PROVIDED RECORDS Block Start

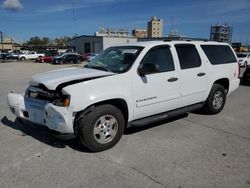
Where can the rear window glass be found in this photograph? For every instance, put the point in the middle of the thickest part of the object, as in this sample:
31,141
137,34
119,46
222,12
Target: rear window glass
219,54
188,56
241,55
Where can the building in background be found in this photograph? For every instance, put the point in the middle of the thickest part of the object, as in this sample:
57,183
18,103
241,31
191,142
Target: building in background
139,33
221,33
155,28
96,44
112,33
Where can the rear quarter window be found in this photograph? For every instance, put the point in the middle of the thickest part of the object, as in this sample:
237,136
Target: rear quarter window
219,54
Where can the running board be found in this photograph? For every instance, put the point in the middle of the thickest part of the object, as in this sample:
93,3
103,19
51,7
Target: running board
165,115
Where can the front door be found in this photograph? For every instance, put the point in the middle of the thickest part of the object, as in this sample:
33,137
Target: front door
159,91
192,75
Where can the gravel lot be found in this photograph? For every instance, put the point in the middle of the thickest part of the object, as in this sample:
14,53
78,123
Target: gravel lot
189,151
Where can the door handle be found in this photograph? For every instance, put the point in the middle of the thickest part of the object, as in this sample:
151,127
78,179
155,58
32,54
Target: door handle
173,79
201,74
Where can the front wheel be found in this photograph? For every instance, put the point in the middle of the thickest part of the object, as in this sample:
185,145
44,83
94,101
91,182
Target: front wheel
101,128
216,100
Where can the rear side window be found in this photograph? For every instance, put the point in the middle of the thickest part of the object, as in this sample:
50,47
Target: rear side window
188,56
219,54
160,56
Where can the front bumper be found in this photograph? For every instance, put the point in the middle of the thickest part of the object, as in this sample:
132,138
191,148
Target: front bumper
56,118
234,84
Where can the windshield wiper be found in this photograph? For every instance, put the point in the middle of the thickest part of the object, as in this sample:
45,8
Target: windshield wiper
98,68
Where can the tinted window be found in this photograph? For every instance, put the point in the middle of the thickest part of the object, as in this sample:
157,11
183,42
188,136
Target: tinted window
188,56
160,56
241,55
219,54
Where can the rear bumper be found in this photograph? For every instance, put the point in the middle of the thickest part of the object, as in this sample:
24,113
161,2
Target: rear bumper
56,118
234,84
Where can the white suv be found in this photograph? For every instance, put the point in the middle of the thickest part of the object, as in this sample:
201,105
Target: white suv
130,85
244,59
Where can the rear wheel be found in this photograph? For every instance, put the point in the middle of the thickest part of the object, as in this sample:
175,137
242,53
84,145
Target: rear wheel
101,128
216,100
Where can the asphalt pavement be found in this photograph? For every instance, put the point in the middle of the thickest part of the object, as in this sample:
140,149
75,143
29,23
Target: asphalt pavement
186,152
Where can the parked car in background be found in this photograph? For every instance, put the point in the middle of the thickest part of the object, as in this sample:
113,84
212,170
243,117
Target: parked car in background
30,55
45,59
244,59
72,58
129,85
89,56
246,76
12,55
3,55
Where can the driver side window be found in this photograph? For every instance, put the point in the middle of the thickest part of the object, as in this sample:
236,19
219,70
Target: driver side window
161,57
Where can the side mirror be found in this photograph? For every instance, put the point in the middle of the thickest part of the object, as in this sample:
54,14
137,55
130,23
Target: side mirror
148,68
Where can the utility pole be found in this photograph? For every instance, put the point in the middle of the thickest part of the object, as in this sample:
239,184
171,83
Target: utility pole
1,33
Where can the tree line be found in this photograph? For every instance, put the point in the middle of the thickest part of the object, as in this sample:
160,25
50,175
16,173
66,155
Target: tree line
45,41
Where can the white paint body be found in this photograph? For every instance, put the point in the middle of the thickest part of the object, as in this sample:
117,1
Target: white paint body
129,86
244,60
30,55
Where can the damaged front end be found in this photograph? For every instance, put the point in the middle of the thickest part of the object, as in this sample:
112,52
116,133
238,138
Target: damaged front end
42,106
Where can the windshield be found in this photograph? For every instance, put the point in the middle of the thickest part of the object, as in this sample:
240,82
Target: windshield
241,55
115,59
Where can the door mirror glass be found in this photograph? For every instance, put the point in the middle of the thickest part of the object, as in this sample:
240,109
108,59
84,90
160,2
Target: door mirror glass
148,68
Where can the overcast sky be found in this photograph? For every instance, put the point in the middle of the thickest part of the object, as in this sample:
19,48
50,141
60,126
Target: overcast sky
22,19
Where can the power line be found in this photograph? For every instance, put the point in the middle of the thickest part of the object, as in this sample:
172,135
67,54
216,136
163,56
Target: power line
74,16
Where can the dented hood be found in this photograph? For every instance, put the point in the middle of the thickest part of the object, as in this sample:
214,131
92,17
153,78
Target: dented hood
54,78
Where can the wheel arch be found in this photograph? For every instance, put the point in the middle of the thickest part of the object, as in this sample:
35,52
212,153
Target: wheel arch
120,103
224,82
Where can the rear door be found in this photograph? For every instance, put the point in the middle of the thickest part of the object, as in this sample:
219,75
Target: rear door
192,75
159,91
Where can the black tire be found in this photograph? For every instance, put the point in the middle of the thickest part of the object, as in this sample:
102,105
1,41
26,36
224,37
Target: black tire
214,105
78,61
87,122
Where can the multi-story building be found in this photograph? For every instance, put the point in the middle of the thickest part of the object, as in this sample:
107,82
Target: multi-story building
139,33
112,33
96,44
221,33
155,28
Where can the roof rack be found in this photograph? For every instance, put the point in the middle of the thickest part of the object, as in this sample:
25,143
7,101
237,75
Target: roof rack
188,40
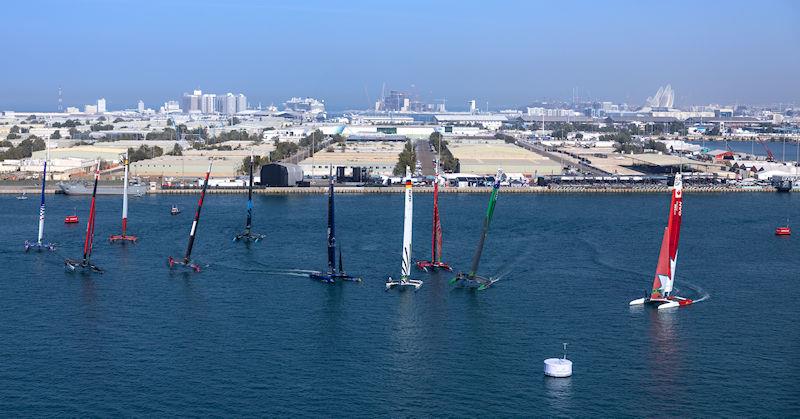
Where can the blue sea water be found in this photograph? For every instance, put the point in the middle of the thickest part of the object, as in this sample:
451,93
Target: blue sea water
246,337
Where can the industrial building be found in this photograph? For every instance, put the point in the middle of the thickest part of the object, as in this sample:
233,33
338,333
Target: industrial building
281,174
376,158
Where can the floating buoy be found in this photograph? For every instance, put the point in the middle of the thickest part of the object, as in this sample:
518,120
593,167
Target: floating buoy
558,367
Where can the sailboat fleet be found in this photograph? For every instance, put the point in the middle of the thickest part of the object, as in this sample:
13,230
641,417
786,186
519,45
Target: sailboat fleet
124,237
85,264
332,274
661,294
187,262
39,244
405,269
247,235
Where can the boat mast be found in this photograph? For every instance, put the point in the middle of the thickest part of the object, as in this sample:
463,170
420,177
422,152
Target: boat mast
407,228
88,242
436,250
249,223
331,232
674,228
487,220
186,258
41,206
125,197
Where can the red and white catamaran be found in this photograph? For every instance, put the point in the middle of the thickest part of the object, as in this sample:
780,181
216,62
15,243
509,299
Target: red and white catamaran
187,262
661,294
124,237
436,240
86,264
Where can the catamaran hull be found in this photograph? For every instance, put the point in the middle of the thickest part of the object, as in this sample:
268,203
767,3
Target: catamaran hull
122,239
427,266
81,189
332,278
477,282
39,246
72,265
183,264
663,303
249,237
401,283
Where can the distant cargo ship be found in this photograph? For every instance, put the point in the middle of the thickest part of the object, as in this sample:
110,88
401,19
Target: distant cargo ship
76,188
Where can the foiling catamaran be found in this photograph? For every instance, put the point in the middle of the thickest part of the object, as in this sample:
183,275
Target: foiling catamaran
436,239
86,264
247,235
661,294
39,244
405,272
187,258
333,274
472,279
124,237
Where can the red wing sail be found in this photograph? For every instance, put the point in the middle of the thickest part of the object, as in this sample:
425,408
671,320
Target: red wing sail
674,225
438,234
662,276
436,251
674,228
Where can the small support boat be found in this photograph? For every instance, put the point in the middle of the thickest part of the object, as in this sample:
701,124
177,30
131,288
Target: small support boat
661,294
86,264
333,274
122,238
186,262
405,270
471,279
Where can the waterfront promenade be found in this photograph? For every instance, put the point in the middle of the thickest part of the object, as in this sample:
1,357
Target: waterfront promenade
33,192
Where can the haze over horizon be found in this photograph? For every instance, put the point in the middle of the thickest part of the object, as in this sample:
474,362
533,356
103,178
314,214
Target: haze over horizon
507,54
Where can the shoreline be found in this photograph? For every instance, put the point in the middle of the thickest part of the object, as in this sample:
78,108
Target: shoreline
354,190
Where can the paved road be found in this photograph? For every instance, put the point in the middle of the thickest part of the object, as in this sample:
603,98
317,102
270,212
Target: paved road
562,158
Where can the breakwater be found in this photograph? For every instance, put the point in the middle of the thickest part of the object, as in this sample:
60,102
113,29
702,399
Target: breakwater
34,192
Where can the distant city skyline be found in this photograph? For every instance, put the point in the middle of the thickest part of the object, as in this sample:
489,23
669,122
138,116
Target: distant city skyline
508,54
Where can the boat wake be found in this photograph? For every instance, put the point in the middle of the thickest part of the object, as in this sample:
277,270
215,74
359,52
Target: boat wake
703,295
597,258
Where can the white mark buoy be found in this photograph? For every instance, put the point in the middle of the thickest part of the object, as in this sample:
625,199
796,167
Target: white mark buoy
558,367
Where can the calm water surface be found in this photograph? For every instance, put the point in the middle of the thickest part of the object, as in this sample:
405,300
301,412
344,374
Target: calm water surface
245,337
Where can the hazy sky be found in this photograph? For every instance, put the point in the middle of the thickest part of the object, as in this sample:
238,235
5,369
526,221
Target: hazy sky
506,53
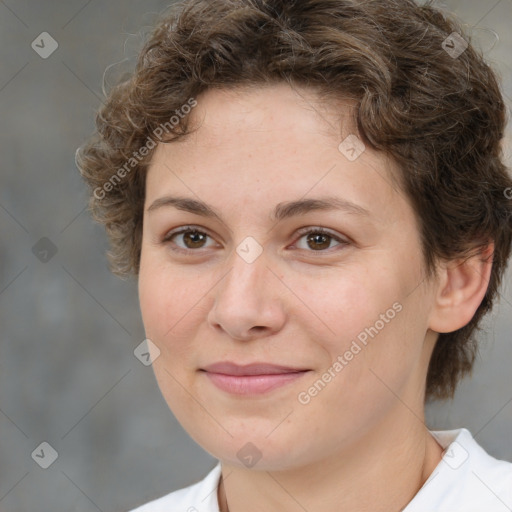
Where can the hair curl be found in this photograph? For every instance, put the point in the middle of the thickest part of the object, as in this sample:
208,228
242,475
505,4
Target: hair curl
440,118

PROVIDED RECORDS Block End

WHAT THE TASK REQUIRES: From the material above, set down exactly the lines between the line holding "Where can the overcast" and the line holding "Where can the dented", inclusive. Include nothing else.

ANSWER BOX:
Where can the overcast sky be found in this photograph? For every instance, put the point in the middle of the thickest part of the object, as in this sample:
19,48
50,141
60,126
Target: overcast sky
22,19
Where can the power line be found in this photograph? For every instance, put the point in the middle of the thickest part of the object, as in this sample:
172,135
67,54
216,136
163,56
Target: power line
74,16
Where can the dented hood be found in this photograph? For every instance, put the point in the middle of the thickest part of the object, as in this sample:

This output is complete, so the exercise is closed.